Collected data entries
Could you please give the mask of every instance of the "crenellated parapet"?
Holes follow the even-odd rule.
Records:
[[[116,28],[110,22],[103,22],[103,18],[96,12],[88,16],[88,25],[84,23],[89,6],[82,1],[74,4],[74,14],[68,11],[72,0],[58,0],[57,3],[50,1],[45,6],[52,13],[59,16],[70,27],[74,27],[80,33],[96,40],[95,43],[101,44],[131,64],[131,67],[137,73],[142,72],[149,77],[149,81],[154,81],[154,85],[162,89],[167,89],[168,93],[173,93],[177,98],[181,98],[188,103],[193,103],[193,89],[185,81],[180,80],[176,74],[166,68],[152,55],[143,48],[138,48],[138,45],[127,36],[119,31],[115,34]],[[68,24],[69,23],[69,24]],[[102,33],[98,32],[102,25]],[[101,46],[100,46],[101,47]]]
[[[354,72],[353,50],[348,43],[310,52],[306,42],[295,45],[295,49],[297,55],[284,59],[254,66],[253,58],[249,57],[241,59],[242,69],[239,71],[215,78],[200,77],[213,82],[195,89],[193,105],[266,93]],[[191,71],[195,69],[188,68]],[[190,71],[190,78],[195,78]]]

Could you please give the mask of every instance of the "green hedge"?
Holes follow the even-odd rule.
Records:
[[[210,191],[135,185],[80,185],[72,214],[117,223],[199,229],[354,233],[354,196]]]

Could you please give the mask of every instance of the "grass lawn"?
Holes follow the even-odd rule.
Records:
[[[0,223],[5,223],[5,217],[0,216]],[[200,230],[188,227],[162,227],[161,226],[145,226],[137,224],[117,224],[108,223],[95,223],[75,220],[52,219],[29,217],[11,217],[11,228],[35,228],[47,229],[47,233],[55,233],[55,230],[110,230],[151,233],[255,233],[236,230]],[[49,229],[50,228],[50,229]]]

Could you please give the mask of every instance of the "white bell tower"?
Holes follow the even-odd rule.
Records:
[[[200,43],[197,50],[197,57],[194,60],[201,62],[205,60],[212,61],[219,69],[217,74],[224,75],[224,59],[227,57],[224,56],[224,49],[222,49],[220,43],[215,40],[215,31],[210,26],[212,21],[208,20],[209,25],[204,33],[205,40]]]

Exercise goal: Quote all of the entries exactly as they appear.

Exercise output:
Could you please give the mask of every instance of the "crenellated parapet"?
Holes follow the even-odd rule.
Records:
[[[116,28],[110,22],[103,22],[103,18],[96,12],[88,16],[88,25],[84,23],[89,6],[82,1],[74,4],[74,14],[68,11],[72,0],[58,0],[57,3],[50,1],[45,6],[52,13],[59,16],[70,27],[74,27],[80,33],[96,40],[95,43],[101,44],[131,64],[131,67],[137,73],[142,72],[149,77],[149,81],[154,81],[154,85],[162,89],[167,89],[168,93],[173,93],[177,98],[181,98],[188,103],[193,103],[193,89],[185,81],[180,80],[176,74],[166,68],[152,55],[143,48],[138,48],[138,45],[127,36],[119,31],[115,34]],[[68,24],[69,23],[69,24]],[[102,33],[98,32],[102,25]],[[101,46],[100,46],[101,47]]]
[[[354,72],[353,50],[348,43],[310,52],[306,42],[295,45],[295,49],[297,55],[284,59],[254,66],[253,58],[249,57],[241,59],[242,69],[239,71],[215,78],[200,77],[213,82],[195,89],[193,105],[266,93]],[[191,71],[195,69],[188,68]],[[190,71],[190,78],[195,78]]]

Could you please give the mask of every instance of the "green hedge"?
Holes follow the even-odd rule.
Records:
[[[210,191],[135,185],[80,185],[72,214],[117,223],[199,229],[354,233],[354,196]]]

Could you please give the mask of every instance of the "grass lawn"?
Holes follow the even-odd rule.
Records:
[[[0,223],[5,223],[5,217],[0,216]],[[200,230],[188,227],[162,227],[161,226],[145,226],[137,224],[117,224],[108,223],[95,223],[75,220],[52,219],[29,217],[11,217],[11,228],[35,228],[47,229],[47,233],[55,233],[55,230],[110,230],[151,233],[255,233],[236,230]],[[49,229],[50,228],[50,229]]]

Could you please give the mask of every instance of the "white bell tower"?
Holes follow the even-odd rule.
Records:
[[[200,43],[197,50],[197,57],[194,60],[201,62],[205,60],[212,61],[219,69],[217,74],[224,75],[224,59],[227,57],[224,56],[224,49],[222,49],[220,43],[215,40],[215,31],[210,26],[212,21],[208,20],[209,25],[204,33],[205,40]]]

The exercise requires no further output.